▶ List of tasks:
[A] Extract the part of the data breach ruling summary from "Insurer Owes Duty" to "April 11, 2016).", copying it word for word.
[B] In the data breach ruling summary, what type of business did Portal Healthcare Solutions specialize in?

Insurer Owes Duty to Defend Data Breach Lawsuit Under Traditional Policy
On April 11, 2016, the United States Court of Appeals for the Fourth Circuit affirmed a decision by the United States District Court for the Eastern District of Virginia that an insurer owed a duty to defend an underlying class action lawsuit arising out of a data breach under traditional policies providing coverage for “personal and advertising injury.” See Travelers Indemn. Co. of Am. v. Portal Healthcare Solutions, LLC, --- F3d ---, no. 14-1944 (4th Cir. April 11, 2016).
The insured, Portal Healthcare Solutions, specialized in safekeeping medical records for hospitals, clinics, and other medical providers. On April 18, 2013, Portal was sued in a class action lawsuit in New York State Court by a group of plaintiffs alleging that Portal failed to safeguard confidential medical records of patients at Glen Falls Hospital, posted those records on the internet, and caused the records (over 2,300 of them) to be publically accessible on the internet. Glen Falls Hospital had contracted with Portal for the electronic storage and maintenance of the records, and a third-party hosted the records on an electronic server. Two of the plaintiffs/patients allegedly discovered their medical records online when conducting a “Google” search of their respective names.

▶ Study material:
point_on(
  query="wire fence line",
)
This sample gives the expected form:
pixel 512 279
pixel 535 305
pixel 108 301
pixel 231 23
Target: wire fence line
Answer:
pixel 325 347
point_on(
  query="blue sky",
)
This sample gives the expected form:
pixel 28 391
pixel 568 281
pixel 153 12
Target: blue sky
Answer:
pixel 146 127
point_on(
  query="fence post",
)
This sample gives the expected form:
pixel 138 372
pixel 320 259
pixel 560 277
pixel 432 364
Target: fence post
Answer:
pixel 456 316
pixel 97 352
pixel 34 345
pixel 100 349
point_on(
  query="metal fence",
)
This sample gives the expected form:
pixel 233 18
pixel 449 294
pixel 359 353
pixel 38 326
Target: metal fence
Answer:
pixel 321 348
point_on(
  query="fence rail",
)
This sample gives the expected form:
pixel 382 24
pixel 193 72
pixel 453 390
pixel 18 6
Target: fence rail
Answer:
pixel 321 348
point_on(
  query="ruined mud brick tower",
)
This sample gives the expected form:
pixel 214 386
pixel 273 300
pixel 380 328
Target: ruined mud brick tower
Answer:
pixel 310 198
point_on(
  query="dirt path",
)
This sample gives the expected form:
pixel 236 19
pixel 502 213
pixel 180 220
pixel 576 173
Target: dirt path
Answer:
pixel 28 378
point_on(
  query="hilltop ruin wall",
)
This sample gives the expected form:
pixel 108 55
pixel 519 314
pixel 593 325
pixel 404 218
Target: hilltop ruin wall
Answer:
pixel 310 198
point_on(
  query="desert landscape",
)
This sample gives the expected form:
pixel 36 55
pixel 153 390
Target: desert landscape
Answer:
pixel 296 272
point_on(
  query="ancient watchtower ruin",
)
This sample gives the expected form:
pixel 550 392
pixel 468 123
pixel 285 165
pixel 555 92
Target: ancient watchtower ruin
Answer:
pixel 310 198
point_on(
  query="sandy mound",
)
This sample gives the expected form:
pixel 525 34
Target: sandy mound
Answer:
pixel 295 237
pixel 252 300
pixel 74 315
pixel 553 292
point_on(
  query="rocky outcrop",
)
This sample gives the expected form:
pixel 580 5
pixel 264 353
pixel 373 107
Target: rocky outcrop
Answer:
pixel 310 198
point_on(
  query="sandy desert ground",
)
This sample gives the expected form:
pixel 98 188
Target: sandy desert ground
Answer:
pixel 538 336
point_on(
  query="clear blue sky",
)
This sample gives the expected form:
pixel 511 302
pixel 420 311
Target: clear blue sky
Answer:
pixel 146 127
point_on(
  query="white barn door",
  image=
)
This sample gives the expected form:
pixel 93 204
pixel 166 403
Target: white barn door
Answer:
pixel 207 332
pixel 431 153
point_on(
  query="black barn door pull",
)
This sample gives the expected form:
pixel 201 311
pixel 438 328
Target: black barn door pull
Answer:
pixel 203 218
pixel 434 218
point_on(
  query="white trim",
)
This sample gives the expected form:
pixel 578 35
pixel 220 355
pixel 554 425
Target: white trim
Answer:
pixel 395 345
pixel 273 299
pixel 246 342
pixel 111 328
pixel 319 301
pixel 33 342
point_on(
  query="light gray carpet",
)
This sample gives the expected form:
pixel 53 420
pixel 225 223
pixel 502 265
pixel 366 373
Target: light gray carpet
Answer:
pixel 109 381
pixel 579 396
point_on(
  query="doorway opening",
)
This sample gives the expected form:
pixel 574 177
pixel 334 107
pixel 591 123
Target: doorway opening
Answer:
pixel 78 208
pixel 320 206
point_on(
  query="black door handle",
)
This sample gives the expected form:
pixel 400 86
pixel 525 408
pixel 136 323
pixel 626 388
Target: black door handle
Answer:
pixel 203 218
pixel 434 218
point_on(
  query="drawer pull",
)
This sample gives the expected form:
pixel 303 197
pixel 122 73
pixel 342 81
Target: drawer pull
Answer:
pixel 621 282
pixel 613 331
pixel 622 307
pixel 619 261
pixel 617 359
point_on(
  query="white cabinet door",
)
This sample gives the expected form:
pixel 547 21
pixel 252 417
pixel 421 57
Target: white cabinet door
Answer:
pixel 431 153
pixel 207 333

▶ List of solutions:
[A]
Insurer Owes Duty to Defend Data Breach Lawsuit Under Traditional Policy
On April 11, 2016, the United States Court of Appeals for the Fourth Circuit affirmed a decision by the United States District Court for the Eastern District of Virginia that an insurer owed a duty to defend an underlying class action lawsuit arising out of a data breach under traditional policies providing coverage for “personal and advertising injury.” See Travelers Indemn. Co. of Am. v. Portal Healthcare Solutions, LLC, --- F3d ---, no. 14-1944 (4th Cir. April 11, 2016).

[B] Safekeeping medical records for hospitals, clinics, and other medical providers.